───── Records to process ─────
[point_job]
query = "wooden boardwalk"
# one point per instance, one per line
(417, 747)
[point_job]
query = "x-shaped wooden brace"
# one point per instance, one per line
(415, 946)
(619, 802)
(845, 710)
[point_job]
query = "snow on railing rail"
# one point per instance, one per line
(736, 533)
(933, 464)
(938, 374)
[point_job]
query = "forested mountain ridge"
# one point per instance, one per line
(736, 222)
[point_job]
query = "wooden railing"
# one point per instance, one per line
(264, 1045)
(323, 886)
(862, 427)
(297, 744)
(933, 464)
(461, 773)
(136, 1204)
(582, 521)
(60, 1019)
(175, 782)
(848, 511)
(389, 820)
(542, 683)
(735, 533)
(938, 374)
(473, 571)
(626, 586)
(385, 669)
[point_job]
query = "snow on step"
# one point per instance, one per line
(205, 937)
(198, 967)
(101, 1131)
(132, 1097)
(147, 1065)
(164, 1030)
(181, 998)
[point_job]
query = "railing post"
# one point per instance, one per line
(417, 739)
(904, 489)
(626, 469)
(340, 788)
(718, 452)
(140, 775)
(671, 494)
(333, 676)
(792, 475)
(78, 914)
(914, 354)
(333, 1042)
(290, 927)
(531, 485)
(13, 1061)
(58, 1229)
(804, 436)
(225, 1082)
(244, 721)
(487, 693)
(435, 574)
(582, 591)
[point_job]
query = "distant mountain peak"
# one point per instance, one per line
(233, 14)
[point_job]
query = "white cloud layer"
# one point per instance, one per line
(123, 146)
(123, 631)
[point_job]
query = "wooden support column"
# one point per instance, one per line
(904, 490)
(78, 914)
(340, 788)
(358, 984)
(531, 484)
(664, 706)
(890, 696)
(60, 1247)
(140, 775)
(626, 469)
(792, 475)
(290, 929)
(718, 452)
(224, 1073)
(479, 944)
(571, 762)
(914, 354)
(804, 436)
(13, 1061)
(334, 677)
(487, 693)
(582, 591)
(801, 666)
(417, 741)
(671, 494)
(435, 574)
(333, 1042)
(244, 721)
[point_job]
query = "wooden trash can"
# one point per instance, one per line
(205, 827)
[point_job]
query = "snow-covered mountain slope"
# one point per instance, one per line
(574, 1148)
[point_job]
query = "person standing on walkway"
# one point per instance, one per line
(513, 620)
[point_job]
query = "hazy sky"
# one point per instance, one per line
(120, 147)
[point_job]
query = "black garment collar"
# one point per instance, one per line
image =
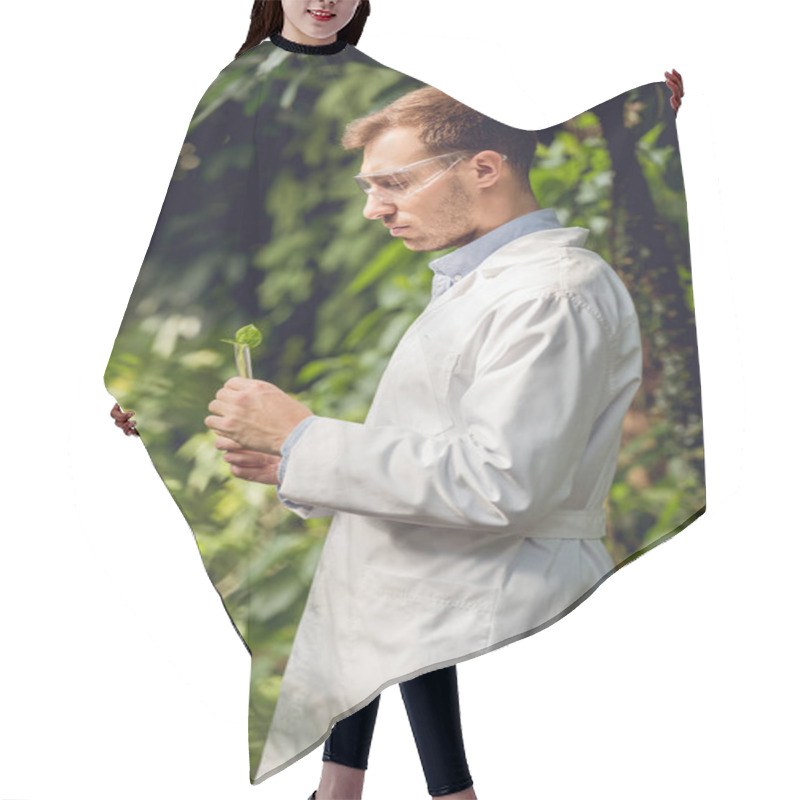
─────
■ Task goal
Find every line in the rows above that contains the string "snow", and copy each of those lines. Case counts when matching.

■ Answer for this exercise
query = "snow on railing rail"
query = "snow on step"
query = "snow-covered mountain slope"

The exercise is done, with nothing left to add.